[Provided text]
::::
All of lore.kernel.org
 help / color / mirror / Atom feed
From: Christian Pernegger <pernegger@gmail.com>
To: linux-btrfs <linux-btrfs@vger.kernel.org>
Subject: Re: first it froze, now the (btrfs) root fs won't mount ...
Date: Sun, 20 Oct 2019 12:11:47 +0200	[thread overview]
Message-ID: <CAKbQEqG8Sb-5+wx4NMfjORc-XnCtytuoqRw4J9hk2Pj9BNY_9g@mail.gmail.com> (raw)
In-Reply-To: <4608b644-0fa3-7212-af45-0f4eebfb0be9@gmx.com>

[Re-send, hit reply instead of reply-all by mistake. Please CC me, I'm
not on the list.]

Good morning & thank you.

Am So., 20. Okt. 2019 um 02:38 Uhr schrieb Qu Wenruo <quwenruo.btrfs@gmx.com>:
> It looks like you're using eGPU and the thunderbolt 3 connection disconnect?
> That would cause a kernel panic/hang or whatever.

No, it's a Radeon VII in a Gigabyte X570 Aorus Master. The board has
PCIe 4, otherwise nothing exotic.

> > [...]
> > BTRFS error [...]: bad tree block start, want 284041084928 have 0
> > BTRFS error [...]: failed to read block groups: -5
> > BTRFS error [...]: open_ctree failed
["big number" filled in above]

> This means some tree blocks didn't reach disk or just got wiped out.
> Are you using discard mount option?

Not to my knowledge. As in, I didn't set "discard", as far as I can
remember it didn't show up in mount output, but it's possible it's on
by default.

> > running btrfs check gives:
> > checksum verify failed on 284041084928 found E4E3BDB6 wanted 00000000
> > checksum verify failed on 284041084928 found E4E3BDB6 wanted 00000000
> > bytenr mismatch, want=284041084928, have=0
> > ERROR: cannot open filesystem.
["big number" and "8-digit hex" filled in above]

> Again, some old tree blocks got wiped out.
> BTW, you don't need to wipe the numbers, sometimes it help developer to find some corner problem.

I was just being lazy, sorry about that.
::::
[Supplied data]
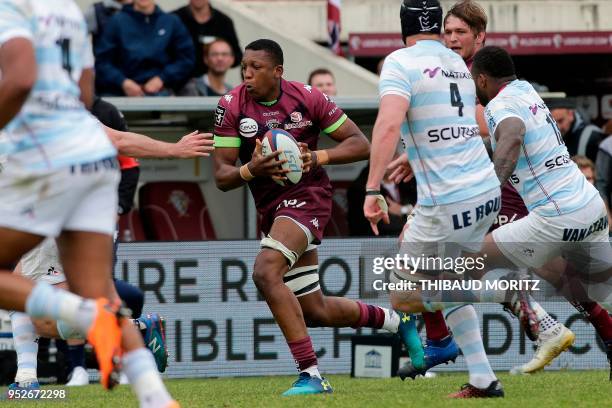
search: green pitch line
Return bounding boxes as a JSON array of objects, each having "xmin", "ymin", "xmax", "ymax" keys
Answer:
[{"xmin": 7, "ymin": 371, "xmax": 612, "ymax": 408}]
::::
[Problem to work on] From the btrfs mailing-list reply, pull out everything from "Am So., 20." down to "just got wiped out.", word for word.

[Output for this task]
Am So., 20. Okt. 2019 um 02:38 Uhr schrieb Qu Wenruo <quwenruo.btrfs@gmx.com>:
> It looks like you're using eGPU and the thunderbolt 3 connection disconnect?
> That would cause a kernel panic/hang or whatever.

No, it's a Radeon VII in a Gigabyte X570 Aorus Master. The board has
PCIe 4, otherwise nothing exotic.

> > [...]
> > BTRFS error [...]: bad tree block start, want 284041084928 have 0
> > BTRFS error [...]: failed to read block groups: -5
> > BTRFS error [...]: open_ctree failed
["big number" filled in above]

> This means some tree blocks didn't reach disk or just got wiped out.